Data excerpts.
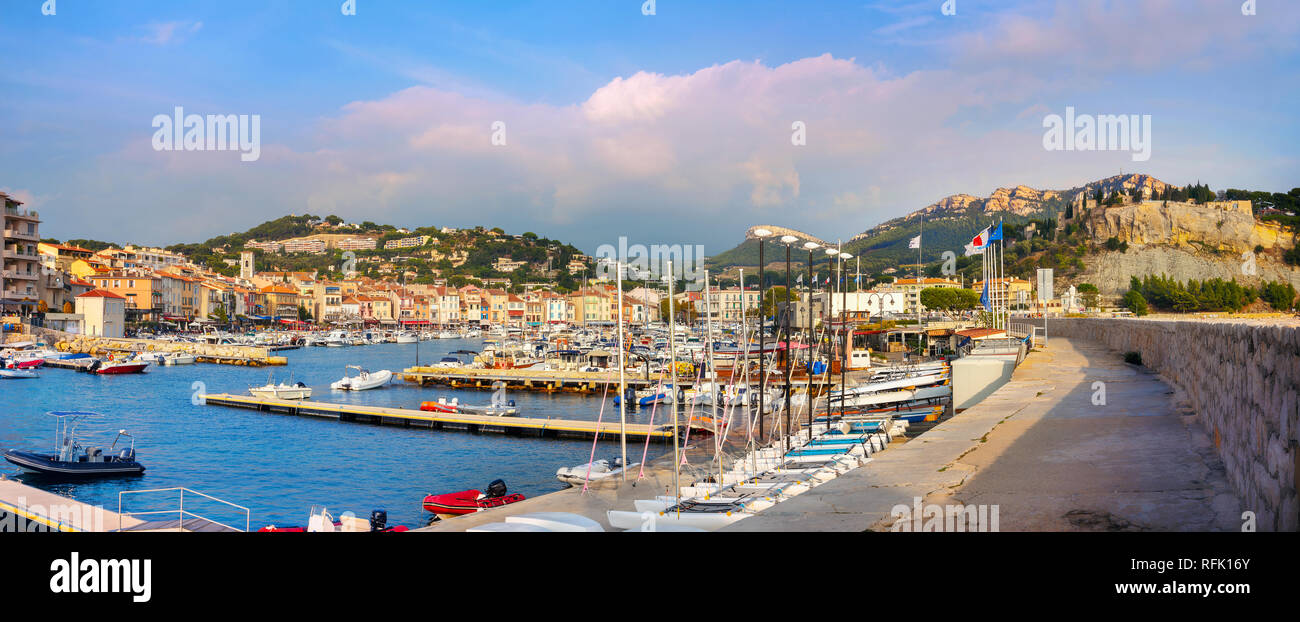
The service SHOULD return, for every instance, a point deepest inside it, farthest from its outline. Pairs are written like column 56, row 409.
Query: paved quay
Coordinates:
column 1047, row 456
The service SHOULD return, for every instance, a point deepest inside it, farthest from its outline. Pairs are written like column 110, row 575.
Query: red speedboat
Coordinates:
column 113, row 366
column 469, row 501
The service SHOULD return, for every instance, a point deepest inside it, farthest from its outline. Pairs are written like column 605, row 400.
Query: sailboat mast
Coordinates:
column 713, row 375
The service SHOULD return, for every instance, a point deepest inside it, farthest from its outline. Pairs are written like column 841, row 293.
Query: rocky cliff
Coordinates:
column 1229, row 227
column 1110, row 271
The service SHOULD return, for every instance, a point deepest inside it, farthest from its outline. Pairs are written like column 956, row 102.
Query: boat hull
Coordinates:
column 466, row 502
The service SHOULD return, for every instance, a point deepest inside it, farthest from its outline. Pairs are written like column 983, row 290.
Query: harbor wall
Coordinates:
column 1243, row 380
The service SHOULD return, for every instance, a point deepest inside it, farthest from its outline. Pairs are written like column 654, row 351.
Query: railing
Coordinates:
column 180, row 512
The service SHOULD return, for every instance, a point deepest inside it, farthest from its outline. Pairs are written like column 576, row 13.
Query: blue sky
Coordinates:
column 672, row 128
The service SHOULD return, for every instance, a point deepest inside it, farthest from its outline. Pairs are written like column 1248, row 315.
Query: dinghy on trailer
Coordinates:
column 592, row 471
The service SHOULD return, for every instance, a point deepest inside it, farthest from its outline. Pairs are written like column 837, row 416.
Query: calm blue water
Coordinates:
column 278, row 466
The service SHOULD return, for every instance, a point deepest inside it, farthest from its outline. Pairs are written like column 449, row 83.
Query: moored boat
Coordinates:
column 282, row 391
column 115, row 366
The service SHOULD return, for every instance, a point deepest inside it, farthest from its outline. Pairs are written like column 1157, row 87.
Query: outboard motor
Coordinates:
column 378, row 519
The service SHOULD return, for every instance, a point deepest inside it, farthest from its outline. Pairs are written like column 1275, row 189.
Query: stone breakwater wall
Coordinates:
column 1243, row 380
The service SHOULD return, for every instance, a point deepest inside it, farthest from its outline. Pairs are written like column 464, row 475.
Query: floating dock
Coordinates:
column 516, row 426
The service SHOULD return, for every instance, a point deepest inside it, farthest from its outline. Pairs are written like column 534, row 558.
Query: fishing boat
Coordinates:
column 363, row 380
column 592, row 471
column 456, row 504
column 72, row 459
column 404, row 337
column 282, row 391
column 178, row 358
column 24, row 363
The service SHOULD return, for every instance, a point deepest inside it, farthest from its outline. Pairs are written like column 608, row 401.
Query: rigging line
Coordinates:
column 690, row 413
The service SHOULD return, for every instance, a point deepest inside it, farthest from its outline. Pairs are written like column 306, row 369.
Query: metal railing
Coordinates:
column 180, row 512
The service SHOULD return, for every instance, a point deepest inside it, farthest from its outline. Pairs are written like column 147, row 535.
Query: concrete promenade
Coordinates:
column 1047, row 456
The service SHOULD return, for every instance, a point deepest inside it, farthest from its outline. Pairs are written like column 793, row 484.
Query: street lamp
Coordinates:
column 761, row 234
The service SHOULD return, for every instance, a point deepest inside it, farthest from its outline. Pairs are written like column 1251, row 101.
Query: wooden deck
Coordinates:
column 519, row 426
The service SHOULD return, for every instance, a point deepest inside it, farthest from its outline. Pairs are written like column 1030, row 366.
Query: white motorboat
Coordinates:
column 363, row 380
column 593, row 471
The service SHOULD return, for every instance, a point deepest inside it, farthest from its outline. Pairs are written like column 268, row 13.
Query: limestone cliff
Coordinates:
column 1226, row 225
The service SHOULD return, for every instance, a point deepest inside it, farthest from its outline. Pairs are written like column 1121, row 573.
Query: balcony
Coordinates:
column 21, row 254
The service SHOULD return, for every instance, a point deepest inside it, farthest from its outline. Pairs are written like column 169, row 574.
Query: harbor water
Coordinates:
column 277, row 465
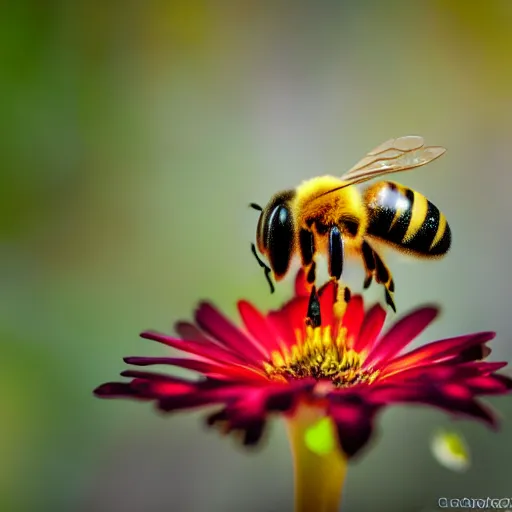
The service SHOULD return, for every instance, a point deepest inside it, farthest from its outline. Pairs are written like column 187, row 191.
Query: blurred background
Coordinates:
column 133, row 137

Written instruction. Reproduce every one of the entries above with "instance" changed to "object" and everything else left as it is. Omit the pictures.

Task response.
The service SHOULD return, for every object, a point deepest inside it, farthest from its outline. Pairs are written like column 56, row 409.
Query: paved quay
Coordinates:
column 1047, row 456
The service SHOULD return, for every object, a point deepest inside it, farthest from its outline. Pairs are written like column 110, row 575.
Query: red speedboat
Coordinates:
column 113, row 366
column 469, row 501
The service SHOULD return, for every object, a point deepest inside it, farthest from its outline. Pairs are written like column 605, row 400.
Query: sailboat mast
Coordinates:
column 713, row 375
The service SHOULD return, for every object, a point deepest inside it, farthest from its outline. Pairs are written like column 841, row 293.
Query: rocky cliff
Coordinates:
column 1229, row 227
column 1110, row 271
The service SHOULD return, for every object, a point deepest inside it, farthest from its outline. Pairs are written like column 956, row 102.
Query: boat hull
Coordinates:
column 466, row 502
The service SHOULD return, for every object, a point deepest inside it, farthest from its outline. Pairs are written like column 983, row 290.
Query: harbor wall
Coordinates:
column 1243, row 380
The service SHOULD return, for every object, a point deepest inside it, farthest from its outline. Pairs are written like column 654, row 351.
Query: railing
Coordinates:
column 180, row 512
The service SHOULD return, for every object, a point deepest inside it, farthest from its outline. Pairs are written like column 576, row 13.
Query: blue sky
Coordinates:
column 672, row 128
The service SHOULD return, for every object, a point deepest inside it, farthest from its outline. Pairs are written like column 1248, row 315.
Query: dinghy on trailer
Coordinates:
column 592, row 471
The service SHOULD return, for every object, a point deepest inside it, farthest from its outline. Pairs are written like column 837, row 416.
Query: calm blue water
Coordinates:
column 278, row 466
The service SHOULD return, for every object, a point deepest inside it, farthest from its outline. Pairs are written like column 449, row 83.
Query: moored boat
Coordinates:
column 282, row 391
column 115, row 366
The service SHOULD return, for every object, a point deepest inside it, farthest from its outline. Pairs are written like column 1157, row 87.
Query: outboard motor
Coordinates:
column 378, row 519
The service SHOULD return, for every object, a point deepest inside it, farthest from its outline. Pairs are written like column 1275, row 189.
Query: stone breakwater wall
Coordinates:
column 1243, row 380
The service SHOULD return, for every object, a point deepest inside it, farthest from its outline. Pairs are written like column 464, row 475.
Query: floating dock
Coordinates:
column 516, row 426
The service SHOULD return, for every object, a point deepest inside it, farthest from its outline. Pairs are written like column 534, row 558.
Query: fishing boat
Coordinates:
column 363, row 380
column 592, row 471
column 456, row 504
column 72, row 459
column 404, row 337
column 282, row 391
column 178, row 358
column 24, row 363
The service SHOULD return, for every object, a point deepest inside it, farthest from its outline. Pairs are written like column 608, row 401.
Query: rigging line
Coordinates:
column 690, row 413
The service SHOULD return, for every object, a point deepest inside it, farthest from its outline. Pairs are written like column 306, row 369.
Query: metal railing
Coordinates:
column 180, row 512
The service SHOULD return, for every object, a point deepest inside it, farthest from its outline. Pairs are written like column 147, row 535.
Query: concrete promenade
Coordinates:
column 1047, row 456
The service SHOULD return, for every object, a point deepest inside it, farthest from its outline. Pairs are written like column 793, row 484.
Query: street lamp
Coordinates:
column 761, row 234
The service SHOULD return, for every object, a point deepest inside it, farthest from its outline. Pairs are written like column 1251, row 101.
Query: wooden deck
Coordinates:
column 519, row 426
The service SHOULD return, for every object, a point deepest inside it, farthest from its outline. Pairs are written like column 1030, row 366.
Query: white motorboat
Coordinates:
column 363, row 380
column 593, row 471
The service SHOULD return, for every object, a point deepest inside it, farthest from its outline. Pairs are written like column 268, row 13.
Query: limestone cliff
Coordinates:
column 1226, row 225
The service SHOULD return, for every object, a point deepest inside it, farthest from its outline. Pairs are written like column 1121, row 573.
Query: balcony
Coordinates:
column 21, row 254
The service SHOULD return, for every object, a point deepest inside it, farthest from its outline. Pairs are written like column 169, row 574.
Query: harbor water
Coordinates:
column 277, row 465
The service SHOULD return, for every object, a point deepest inside it, farthest from its outline. Pairs are written like column 187, row 191.
Query: blurred background
Coordinates:
column 133, row 137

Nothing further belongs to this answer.